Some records
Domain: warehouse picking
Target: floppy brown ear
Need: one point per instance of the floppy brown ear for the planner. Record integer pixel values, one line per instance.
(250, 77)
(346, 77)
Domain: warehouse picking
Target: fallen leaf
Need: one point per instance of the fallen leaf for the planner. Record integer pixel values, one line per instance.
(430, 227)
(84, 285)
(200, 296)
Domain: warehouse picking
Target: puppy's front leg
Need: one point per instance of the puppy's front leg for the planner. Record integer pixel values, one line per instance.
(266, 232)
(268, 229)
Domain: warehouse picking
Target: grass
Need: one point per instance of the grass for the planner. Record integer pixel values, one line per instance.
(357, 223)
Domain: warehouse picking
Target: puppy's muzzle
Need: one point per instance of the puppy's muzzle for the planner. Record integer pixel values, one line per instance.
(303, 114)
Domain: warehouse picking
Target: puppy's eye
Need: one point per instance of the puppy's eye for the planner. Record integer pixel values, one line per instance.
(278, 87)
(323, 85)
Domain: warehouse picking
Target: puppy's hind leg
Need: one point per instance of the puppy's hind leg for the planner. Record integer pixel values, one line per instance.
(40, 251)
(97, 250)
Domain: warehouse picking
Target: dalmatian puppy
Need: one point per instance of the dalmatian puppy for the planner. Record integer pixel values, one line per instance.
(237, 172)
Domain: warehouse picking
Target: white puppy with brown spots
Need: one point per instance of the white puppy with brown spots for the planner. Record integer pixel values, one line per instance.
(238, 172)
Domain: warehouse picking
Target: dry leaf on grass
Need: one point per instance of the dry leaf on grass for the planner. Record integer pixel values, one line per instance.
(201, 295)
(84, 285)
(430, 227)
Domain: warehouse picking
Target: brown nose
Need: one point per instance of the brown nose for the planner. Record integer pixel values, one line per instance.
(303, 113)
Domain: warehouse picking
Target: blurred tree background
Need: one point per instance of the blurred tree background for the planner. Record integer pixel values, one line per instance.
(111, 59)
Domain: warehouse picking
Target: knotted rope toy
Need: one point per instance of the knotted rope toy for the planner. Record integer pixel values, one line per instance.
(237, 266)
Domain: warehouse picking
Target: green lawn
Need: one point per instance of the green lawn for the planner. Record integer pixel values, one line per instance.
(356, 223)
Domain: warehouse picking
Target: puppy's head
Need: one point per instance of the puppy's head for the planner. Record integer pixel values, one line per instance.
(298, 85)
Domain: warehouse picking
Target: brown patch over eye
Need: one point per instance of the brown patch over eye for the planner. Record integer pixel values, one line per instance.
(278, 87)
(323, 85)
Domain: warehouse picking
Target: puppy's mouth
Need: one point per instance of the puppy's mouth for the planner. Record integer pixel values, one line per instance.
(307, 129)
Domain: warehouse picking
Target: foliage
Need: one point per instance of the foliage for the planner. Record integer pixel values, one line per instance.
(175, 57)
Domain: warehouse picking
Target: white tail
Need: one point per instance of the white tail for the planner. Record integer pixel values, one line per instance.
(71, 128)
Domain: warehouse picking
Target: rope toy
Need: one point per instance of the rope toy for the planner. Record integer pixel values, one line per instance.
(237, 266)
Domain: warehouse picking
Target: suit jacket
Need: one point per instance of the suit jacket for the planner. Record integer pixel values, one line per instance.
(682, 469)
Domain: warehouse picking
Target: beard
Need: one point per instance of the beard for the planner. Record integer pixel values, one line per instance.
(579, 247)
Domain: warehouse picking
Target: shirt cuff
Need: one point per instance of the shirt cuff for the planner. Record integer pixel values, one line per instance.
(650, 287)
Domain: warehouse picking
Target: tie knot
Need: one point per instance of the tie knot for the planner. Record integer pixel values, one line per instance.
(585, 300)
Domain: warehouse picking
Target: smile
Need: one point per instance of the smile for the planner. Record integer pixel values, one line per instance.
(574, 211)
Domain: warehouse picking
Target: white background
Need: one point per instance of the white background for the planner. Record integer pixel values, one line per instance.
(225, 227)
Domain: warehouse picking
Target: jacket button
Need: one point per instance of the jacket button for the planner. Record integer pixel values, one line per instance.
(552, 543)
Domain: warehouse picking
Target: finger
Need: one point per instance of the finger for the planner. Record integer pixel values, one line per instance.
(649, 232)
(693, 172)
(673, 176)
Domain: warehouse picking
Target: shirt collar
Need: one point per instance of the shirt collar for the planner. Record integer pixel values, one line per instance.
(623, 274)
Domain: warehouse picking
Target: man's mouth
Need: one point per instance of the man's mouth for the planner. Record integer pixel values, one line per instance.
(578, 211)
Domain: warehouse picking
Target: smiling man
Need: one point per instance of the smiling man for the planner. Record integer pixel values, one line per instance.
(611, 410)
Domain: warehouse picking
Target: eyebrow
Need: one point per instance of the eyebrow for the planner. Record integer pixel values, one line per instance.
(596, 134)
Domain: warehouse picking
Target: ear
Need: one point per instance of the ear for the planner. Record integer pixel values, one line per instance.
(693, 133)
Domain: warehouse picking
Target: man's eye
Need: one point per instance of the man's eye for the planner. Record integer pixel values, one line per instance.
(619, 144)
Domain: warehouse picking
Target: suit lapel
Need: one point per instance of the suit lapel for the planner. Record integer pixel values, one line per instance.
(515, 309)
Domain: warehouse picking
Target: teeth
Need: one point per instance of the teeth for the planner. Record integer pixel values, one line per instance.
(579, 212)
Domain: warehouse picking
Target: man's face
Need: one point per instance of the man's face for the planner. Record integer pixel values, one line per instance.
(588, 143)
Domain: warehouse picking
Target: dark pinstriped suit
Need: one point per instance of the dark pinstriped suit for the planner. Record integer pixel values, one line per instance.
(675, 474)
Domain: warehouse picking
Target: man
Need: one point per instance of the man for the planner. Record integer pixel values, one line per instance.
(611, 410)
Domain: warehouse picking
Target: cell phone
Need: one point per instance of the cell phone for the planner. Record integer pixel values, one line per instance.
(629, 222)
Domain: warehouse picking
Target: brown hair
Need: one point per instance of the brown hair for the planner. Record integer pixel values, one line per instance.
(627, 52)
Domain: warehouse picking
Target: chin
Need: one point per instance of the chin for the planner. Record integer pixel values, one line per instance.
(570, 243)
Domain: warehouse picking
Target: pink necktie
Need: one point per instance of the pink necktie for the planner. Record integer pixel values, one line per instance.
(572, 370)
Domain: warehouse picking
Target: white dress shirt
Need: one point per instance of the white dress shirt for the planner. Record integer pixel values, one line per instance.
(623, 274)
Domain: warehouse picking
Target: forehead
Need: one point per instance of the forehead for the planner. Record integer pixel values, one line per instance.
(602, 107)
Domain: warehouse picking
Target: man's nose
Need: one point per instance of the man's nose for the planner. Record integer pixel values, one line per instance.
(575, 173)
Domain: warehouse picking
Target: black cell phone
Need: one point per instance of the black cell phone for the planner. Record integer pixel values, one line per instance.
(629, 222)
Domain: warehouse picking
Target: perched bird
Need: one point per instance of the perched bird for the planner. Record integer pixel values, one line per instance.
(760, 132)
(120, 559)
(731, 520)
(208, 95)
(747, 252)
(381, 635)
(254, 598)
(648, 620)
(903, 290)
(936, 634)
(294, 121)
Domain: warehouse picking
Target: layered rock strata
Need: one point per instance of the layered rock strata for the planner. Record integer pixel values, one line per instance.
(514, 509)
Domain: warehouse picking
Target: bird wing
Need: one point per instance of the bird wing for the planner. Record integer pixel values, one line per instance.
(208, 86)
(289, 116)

* **EXERCISE GOAL**: Retype all of the data shown above, word for word.

* **WORKED ANSWER**:
Domain: warehouse picking
Target: floppy brown ear
Need: one point per instance of the floppy brown ear for the planner. Record integer pixel values, one line per instance.
(250, 77)
(346, 77)
Domain: warehouse picking
Target: fallen leaf
Need: one point per instance of the fallen leaf for the planner. Record integer pixel values, one line per instance.
(430, 227)
(84, 285)
(200, 296)
Domain: warehouse picking
Target: puppy's front leg
Need: one point per instance of the puppy's front leg for the planner. Record integer pixel values, one line per instance.
(266, 232)
(268, 229)
Domain: warehouse picking
Target: grass
Need: one point per instance of the grass for the planner. Record integer pixel values, one line per instance.
(357, 223)
Domain: warehouse picking
Target: puppy's muzzle
Need: one point per instance of the puppy's muzzle for the planner. Record integer pixel values, one line per instance.
(303, 114)
Domain: warehouse picking
Target: puppy's eye
Need: one point per instance of the puppy's eye for the planner. Record integer pixel values, one line per instance.
(278, 87)
(323, 85)
Domain: warehouse picking
Target: puppy's hind leg
Need: one point per instance of the puppy's hind leg for the planner. Record integer pixel values, one line per instance.
(40, 251)
(97, 250)
Domain: warehouse picking
Target: dalmatian puppy
Need: one point per instance of the dalmatian puppy for the planner. Record integer pixel values, one line per instance.
(237, 172)
Domain: warehouse picking
Target: white puppy with brown spots
Need: one point per instance of the white puppy with brown spots for the planner. Record integer pixel values, one line per instance.
(238, 172)
Domain: warehouse picking
Target: dry leaf on grass
Need: one point per instance of the dry leaf on grass for the planner. Record integer pixel values, one line per instance.
(201, 295)
(84, 285)
(430, 227)
Domain: warehouse picking
Target: brown nose
Need: one point per instance of the brown nose for the planner. Record integer pixel values, one line per instance.
(303, 113)
Domain: warehouse picking
Target: blurred tree background
Need: one point per instance of the blurred tree background for the planner. Record integer pixel values, one line per instance.
(111, 59)
Domain: warehouse picking
Target: knotted rope toy
Need: one point per instance of the knotted rope toy for the planner. Record integer pixel values, one line per instance.
(237, 266)
Domain: warehouse picking
Target: green lawn
Need: one point per instance of the green lawn for the planner. Record integer pixel values, one line per instance.
(356, 223)
Domain: warehouse picking
Target: puppy's head
Need: one point per instance of the puppy's head for the planner. Record integer pixel values, one line per instance.
(298, 85)
Domain: warehouse picking
Target: brown patch over eye
Need: one point per instance of the brown patch over eye for the planner. Record integer pixel values, one line per instance.
(278, 87)
(323, 85)
Domain: warehouse picking
Target: puppy's mouth
Need: one point per instance of the puppy's mouth for the planner. Record integer pixel values, one line per instance.
(307, 129)
Domain: warehouse picking
Target: foliage
Need: one point per instance of the foliage for the planner. Record integer pixel values, one line per instance.
(175, 57)
Domain: warehouse picking
Target: white tail
Need: one point per instance of the white tail for the planner. Record integer pixel values, one line per instance.
(71, 128)
Domain: warehouse picking
Target: rope toy
Need: one point per instance of the rope toy for the planner. Record integer pixel values, one line per instance.
(237, 266)
Domain: warehouse picking
Target: suit jacket
Need: one point per instance of the suit jacket for the planner. Record integer pixel values, one line per instance.
(682, 469)
Domain: warehouse picking
Target: beard
Need: one point per instance of the beard for the planner. Record integer pixel values, one line per instance.
(579, 247)
Domain: warehouse picking
Target: shirt cuff
Need: one point per instance of the shirt cuff for the planner. Record integer pixel values, one line per instance.
(650, 287)
Domain: warehouse picking
Target: tie knot
Need: one point per instance of the tie knot for the planner. Record integer pixel values, one line per instance.
(585, 300)
Domain: warehouse picking
Target: smile
Need: one point per instance of the smile for the planner. Record integer pixel values, one line per instance.
(574, 211)
Domain: warehouse picking
Target: white background
Need: one point per instance of the white background for the planner. Record integer pixel values, one line per instance.
(225, 227)
Domain: warehouse picking
Target: jacket button
Need: one point per instance of the jacket button for the planner. Record integer pixel values, one line per instance.
(552, 543)
Domain: warehouse picking
Target: finger
Need: one point per instance of the finger for the planner. Record integer pixel values, one line per instance.
(649, 232)
(693, 172)
(673, 176)
Domain: warehouse picking
Target: shirt collar
Need: one point per instance of the shirt collar for the planner. Record integer pixel values, one line per instance.
(623, 274)
Domain: warehouse picking
Target: man's mouth
Need: one point per instance of the man's mouth for the planner. Record integer pixel values, one line per instance.
(578, 211)
Domain: warehouse picking
Target: smiling man
Need: one point per instance of the smiling man for the planner. Record integer pixel values, one line per instance.
(611, 410)
Domain: warehouse picking
Target: eyebrow
Need: one point per instance of the eyebrow for the planner. Record integer pixel values, one line per instance.
(596, 134)
Domain: warehouse picking
Target: ear
Need: one point per instance of the ear for the planner. Record integer pixel values, one line per instance.
(693, 133)
Domain: warehouse picking
Target: man's eye
Need: one point per instance of the man's eye for the planner. Record integer pixel values, one line per instance.
(619, 144)
Domain: warehouse picking
Target: suit lapel
Need: one point per instance of the suit lapel for the planner. Record integer pixel values, one line per instance.
(515, 309)
Domain: warehouse picking
Target: teeth
Need: one point per instance of the teeth for the planner. Record integer pixel values, one line per instance.
(579, 212)
Domain: warehouse picking
Target: man's face
Need: one point per instance of the man's face for the planner. Record integer pixel values, one line per instance.
(588, 143)
Domain: warehouse picking
Target: dark pinstriped suit
Need: one point per instance of the dark pinstriped suit for the planner. Record integer pixel values, one line per instance.
(675, 474)
Domain: warehouse picking
Target: man
Need: one point per instance of the man for the planner. Record integer pixel values, one line per instance.
(611, 410)
Domain: warehouse picking
Target: cell phone
Need: one point per instance of the cell phone for the planner. Record integer pixel values, one line per instance.
(629, 222)
Domain: warehouse picking
Target: brown hair
Need: one point per instance of the brown hair for the planner. Record integer pixel values, one line per instance.
(627, 52)
Domain: warehouse picking
Target: chin
Need: one point per instance of the chin for the planner. Record integer pixel values, one line per instance.
(570, 243)
Domain: warehouse picking
Target: pink necktie
Need: one point per instance of the pink necktie for the planner. Record integer pixel values, one line per instance.
(572, 370)
Domain: warehouse picking
Target: white dress shirt
Need: one point per instance of the white dress shirt for the planner. Record integer pixel values, one line per instance.
(623, 274)
Domain: warehouse picking
Target: forehead
Need: one point per instance of the forehead for the planner. Record integer pixel values, one line per instance.
(602, 107)
Domain: warehouse picking
Target: man's nose
Need: one point per instance of the man's nose for the planner. Record integer pixel values, one line per instance.
(575, 173)
Domain: warehouse picking
Target: black cell phone
Need: one point per instance of the black cell phone for the planner. Record integer pixel values, one line per instance.
(629, 222)
Domain: warehouse picking
Target: perched bird
Need: one point per instance of the perched bird for the planner. Record integer pixel values, one line per instance.
(760, 132)
(120, 559)
(731, 520)
(208, 95)
(747, 252)
(381, 635)
(254, 598)
(648, 620)
(903, 290)
(936, 634)
(294, 121)
Domain: warehouse picking
Target: layered rock strata
Need: one point per instance of the layered rock strata for the planner. Record integer pixel values, one line per instance.
(514, 509)
Domain: warehouse picking
Target: bird wing
Need: one point per instance of the bird wing for the planner. Record integer pixel values, one line per instance.
(208, 86)
(289, 116)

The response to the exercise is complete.